LISTED RECORDS Block Start
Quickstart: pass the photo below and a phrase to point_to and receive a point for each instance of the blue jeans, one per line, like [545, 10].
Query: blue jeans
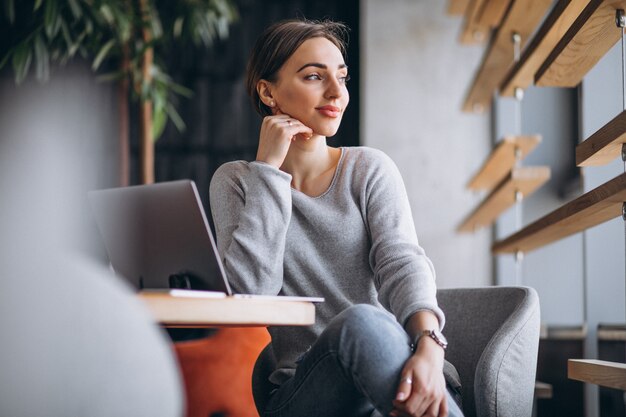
[352, 370]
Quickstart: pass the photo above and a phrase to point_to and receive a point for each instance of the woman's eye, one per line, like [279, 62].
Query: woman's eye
LISTED RECORDS Block End
> _PROBLEM TO WORK ON_: Output all of the data exactly. Skip the pictures.

> _WRITTEN ANSWER_:
Quickstart: pass the photo below and a phrase to point_to and receive a point for each instance of the blue jeans, one per line, like [545, 10].
Query: blue jeans
[352, 370]
Quickstart: pass the photo above and a phrase to point_to and receive a point for each instance of the woman's eye, one per line, like [279, 62].
Query: woman's eye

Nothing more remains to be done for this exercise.